- [Exercise]:
Copy the records below, from the line containing "of the amber" through the last line; leave out pictures.

- [Data for the task]:
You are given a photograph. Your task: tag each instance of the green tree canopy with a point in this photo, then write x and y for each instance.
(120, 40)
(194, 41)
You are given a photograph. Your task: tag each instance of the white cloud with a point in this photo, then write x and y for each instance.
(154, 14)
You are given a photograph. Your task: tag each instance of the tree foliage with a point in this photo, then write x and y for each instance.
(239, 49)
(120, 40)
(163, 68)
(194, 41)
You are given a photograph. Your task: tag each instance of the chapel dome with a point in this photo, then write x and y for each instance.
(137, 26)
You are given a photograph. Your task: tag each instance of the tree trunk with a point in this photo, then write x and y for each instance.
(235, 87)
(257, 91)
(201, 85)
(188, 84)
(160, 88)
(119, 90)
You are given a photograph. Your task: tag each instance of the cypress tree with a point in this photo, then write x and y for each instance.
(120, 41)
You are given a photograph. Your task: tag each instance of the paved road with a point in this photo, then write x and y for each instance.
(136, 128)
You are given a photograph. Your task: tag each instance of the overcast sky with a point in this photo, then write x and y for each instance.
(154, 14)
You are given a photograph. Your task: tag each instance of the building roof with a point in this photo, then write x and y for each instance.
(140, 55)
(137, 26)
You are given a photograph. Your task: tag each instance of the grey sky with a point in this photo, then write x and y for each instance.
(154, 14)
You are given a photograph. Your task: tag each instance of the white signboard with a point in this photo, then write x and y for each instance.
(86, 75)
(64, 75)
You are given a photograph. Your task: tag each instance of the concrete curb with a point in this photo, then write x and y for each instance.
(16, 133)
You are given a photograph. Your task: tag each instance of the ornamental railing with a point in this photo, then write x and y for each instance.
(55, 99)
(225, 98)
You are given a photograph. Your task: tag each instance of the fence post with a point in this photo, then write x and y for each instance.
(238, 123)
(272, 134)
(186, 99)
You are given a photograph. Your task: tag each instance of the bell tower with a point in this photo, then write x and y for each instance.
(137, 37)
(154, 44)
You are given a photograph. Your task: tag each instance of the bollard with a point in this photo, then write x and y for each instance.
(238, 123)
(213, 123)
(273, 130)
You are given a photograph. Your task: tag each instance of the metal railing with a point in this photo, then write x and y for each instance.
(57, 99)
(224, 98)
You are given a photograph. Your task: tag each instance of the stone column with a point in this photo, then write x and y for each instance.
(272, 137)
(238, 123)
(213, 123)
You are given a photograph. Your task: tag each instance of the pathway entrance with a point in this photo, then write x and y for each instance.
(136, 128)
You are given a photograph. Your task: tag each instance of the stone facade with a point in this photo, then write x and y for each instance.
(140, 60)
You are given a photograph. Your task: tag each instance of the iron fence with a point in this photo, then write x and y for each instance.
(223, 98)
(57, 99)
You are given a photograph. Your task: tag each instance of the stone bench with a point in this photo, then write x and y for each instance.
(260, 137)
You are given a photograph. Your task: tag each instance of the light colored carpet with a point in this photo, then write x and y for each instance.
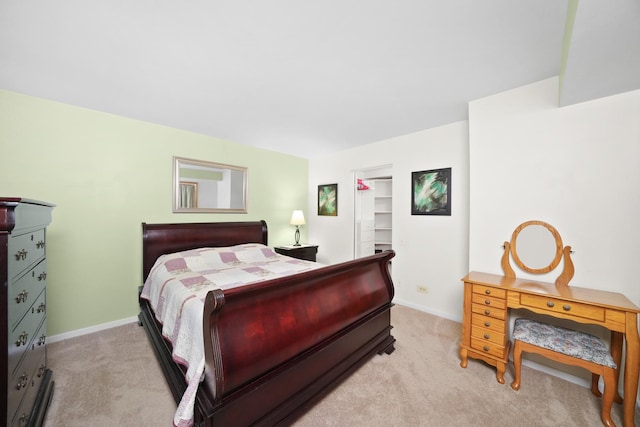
(112, 378)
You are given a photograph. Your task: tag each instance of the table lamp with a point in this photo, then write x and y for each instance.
(297, 219)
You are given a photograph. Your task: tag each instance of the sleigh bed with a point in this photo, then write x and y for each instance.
(271, 348)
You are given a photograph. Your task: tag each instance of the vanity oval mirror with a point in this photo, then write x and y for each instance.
(200, 186)
(536, 247)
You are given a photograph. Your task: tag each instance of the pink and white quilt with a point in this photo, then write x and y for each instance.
(177, 286)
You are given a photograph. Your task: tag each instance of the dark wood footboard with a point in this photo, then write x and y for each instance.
(274, 348)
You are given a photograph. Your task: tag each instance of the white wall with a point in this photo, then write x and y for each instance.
(431, 250)
(576, 167)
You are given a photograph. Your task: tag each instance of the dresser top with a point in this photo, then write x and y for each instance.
(599, 297)
(12, 201)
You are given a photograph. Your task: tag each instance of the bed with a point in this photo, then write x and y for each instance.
(271, 348)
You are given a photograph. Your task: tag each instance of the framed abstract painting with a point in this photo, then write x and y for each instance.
(328, 200)
(431, 192)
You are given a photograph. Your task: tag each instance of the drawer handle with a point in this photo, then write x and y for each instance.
(24, 380)
(22, 339)
(22, 296)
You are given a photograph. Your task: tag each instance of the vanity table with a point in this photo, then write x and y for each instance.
(489, 297)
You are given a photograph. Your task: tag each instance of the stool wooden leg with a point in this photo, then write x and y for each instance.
(517, 365)
(610, 391)
(594, 385)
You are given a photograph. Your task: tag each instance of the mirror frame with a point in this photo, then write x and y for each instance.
(510, 248)
(558, 242)
(178, 161)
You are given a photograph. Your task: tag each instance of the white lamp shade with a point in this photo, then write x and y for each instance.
(297, 218)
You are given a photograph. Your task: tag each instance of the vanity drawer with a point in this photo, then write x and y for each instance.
(487, 335)
(24, 291)
(497, 313)
(569, 308)
(483, 346)
(482, 321)
(489, 291)
(24, 250)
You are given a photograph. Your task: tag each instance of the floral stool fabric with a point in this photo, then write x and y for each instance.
(566, 341)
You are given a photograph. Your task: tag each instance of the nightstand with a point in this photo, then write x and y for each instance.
(306, 252)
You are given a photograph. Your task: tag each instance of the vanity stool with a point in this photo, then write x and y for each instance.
(569, 347)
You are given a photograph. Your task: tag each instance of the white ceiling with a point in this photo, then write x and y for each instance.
(306, 77)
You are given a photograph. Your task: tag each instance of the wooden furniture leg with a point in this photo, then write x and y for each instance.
(631, 369)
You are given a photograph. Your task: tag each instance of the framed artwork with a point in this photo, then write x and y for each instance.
(431, 192)
(328, 200)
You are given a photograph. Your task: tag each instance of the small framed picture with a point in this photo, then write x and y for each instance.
(431, 192)
(328, 200)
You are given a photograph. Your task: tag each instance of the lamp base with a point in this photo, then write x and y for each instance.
(297, 236)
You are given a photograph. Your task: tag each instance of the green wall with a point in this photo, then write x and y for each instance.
(108, 174)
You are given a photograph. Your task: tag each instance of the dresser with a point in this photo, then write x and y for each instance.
(305, 252)
(23, 274)
(488, 299)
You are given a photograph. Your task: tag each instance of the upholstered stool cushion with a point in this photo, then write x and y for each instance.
(566, 341)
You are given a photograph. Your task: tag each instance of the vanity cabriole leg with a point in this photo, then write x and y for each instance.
(463, 358)
(631, 369)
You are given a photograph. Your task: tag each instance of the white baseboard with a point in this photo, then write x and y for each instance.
(91, 329)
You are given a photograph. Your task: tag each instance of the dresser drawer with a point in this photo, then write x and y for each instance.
(552, 305)
(488, 322)
(26, 336)
(23, 386)
(489, 291)
(24, 250)
(24, 291)
(488, 301)
(486, 347)
(496, 313)
(488, 335)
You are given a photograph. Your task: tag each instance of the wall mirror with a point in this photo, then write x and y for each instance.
(536, 247)
(200, 186)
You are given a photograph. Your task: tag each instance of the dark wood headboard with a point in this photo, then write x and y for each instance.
(160, 239)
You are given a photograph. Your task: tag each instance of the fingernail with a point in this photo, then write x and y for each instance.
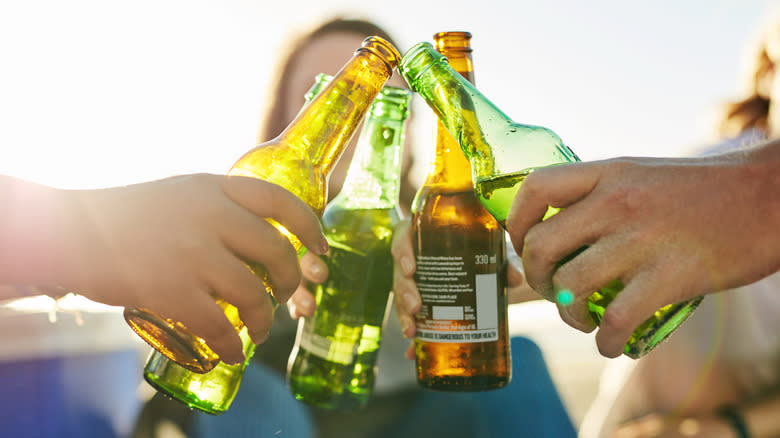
(411, 301)
(565, 297)
(405, 327)
(406, 265)
(259, 338)
(315, 269)
(306, 303)
(234, 360)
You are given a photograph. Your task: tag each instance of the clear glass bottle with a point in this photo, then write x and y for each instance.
(462, 341)
(299, 159)
(333, 362)
(502, 153)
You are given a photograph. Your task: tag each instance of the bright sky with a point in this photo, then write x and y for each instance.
(98, 93)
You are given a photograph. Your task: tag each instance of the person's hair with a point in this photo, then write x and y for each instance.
(274, 120)
(751, 112)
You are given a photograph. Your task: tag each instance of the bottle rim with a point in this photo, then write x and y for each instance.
(383, 49)
(451, 41)
(418, 60)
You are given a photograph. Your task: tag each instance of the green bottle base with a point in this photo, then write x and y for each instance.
(464, 384)
(189, 399)
(212, 392)
(329, 385)
(651, 332)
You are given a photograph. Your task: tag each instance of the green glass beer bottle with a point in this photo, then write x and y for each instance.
(212, 391)
(333, 362)
(299, 159)
(462, 339)
(502, 153)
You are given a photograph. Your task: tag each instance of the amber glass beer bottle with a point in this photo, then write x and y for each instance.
(299, 159)
(462, 340)
(502, 153)
(333, 362)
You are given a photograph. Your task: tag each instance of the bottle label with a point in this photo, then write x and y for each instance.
(457, 304)
(340, 348)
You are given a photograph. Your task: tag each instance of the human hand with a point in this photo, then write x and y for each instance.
(657, 426)
(173, 246)
(407, 297)
(302, 302)
(669, 229)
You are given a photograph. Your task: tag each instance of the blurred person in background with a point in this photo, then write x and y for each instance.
(718, 376)
(398, 406)
(264, 404)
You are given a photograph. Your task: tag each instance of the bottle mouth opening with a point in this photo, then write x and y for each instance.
(452, 41)
(395, 99)
(417, 60)
(383, 49)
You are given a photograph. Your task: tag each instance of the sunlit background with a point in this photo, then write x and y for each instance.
(97, 93)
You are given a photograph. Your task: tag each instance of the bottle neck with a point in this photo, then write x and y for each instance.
(459, 105)
(322, 129)
(450, 166)
(374, 176)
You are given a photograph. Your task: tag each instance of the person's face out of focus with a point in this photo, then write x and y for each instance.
(326, 54)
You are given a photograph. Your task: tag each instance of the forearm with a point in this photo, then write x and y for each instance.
(761, 170)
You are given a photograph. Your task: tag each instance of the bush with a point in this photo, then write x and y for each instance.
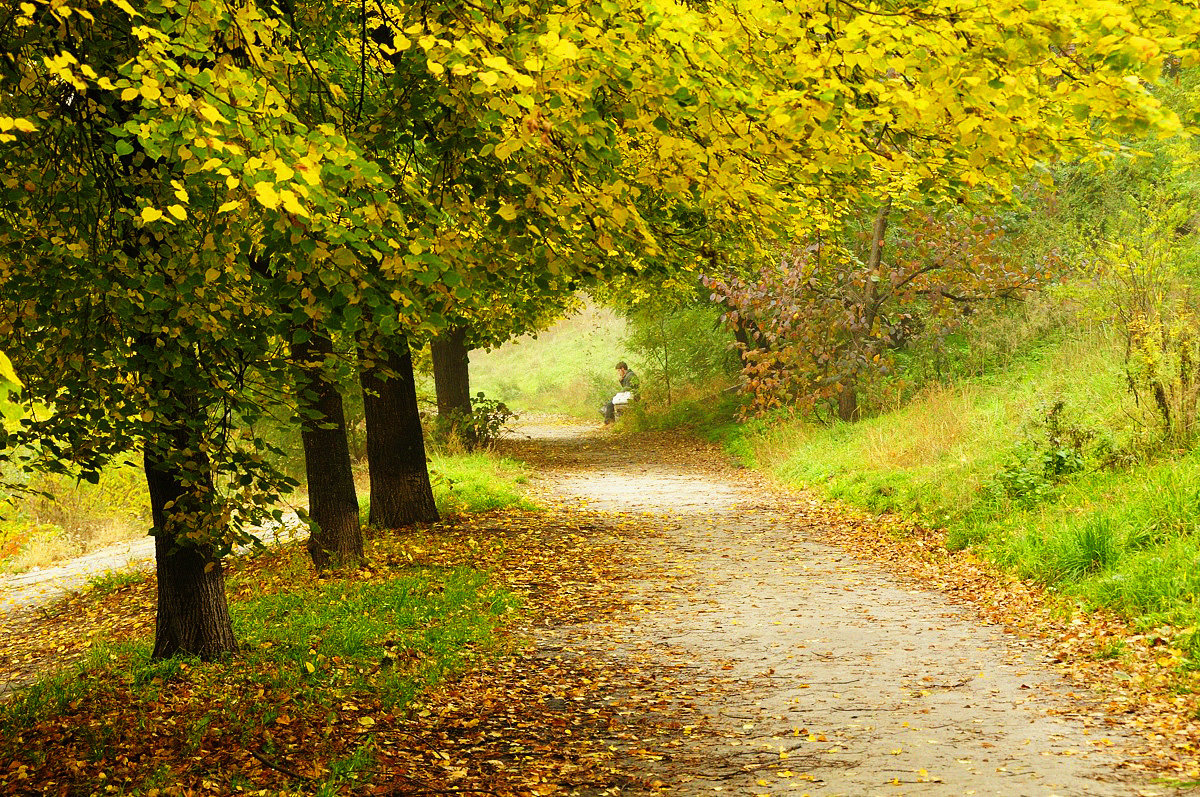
(479, 429)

- [Result below]:
You are given a photograph. Your task: tag each instance of the amber glass beer bottle with a point in this photo, then write x and y for each instance.
(299, 159)
(462, 340)
(502, 153)
(333, 362)
You are given a photograph. Your task: tag each instance of the bottle label with a point in this photo, then write x and y for each instance.
(457, 304)
(340, 348)
You are given a photograph. Your task: tag each instance of the human hand with a point in this photo, then write x and y for each instance.
(657, 426)
(173, 246)
(407, 297)
(302, 302)
(669, 229)
You are given a photograph. Your task: tag each instance of the blurred person in background with a point in this photo, then write x and y for each instance.
(718, 376)
(398, 406)
(264, 404)
You are given a photograph. Your task: tag each instance of the bottle mouth opening with a point in this photo, then write x and y for each instance.
(452, 41)
(395, 99)
(417, 60)
(383, 49)
You are given a photograph. Your task: tag each instance of the sunlit background with a point in this photo, then write x and y for each instance.
(97, 93)
You are given a photograph. Your task: tag each instance of the bottle neck with a point in this photo, then write x and y for each instance.
(459, 105)
(322, 129)
(450, 166)
(374, 176)
You are given a photograph. Your task: tag each instance of the person's face out of focus with a point in this photo, then write x and y for each instance.
(326, 54)
You are given a photograph. Your task: tag each instance of the forearm with a point in this photo, then write x and y for each instance.
(761, 170)
You are given a photograph. Your task: tag each instance of the bush with a point in this photo, then write x and y for each instance.
(479, 429)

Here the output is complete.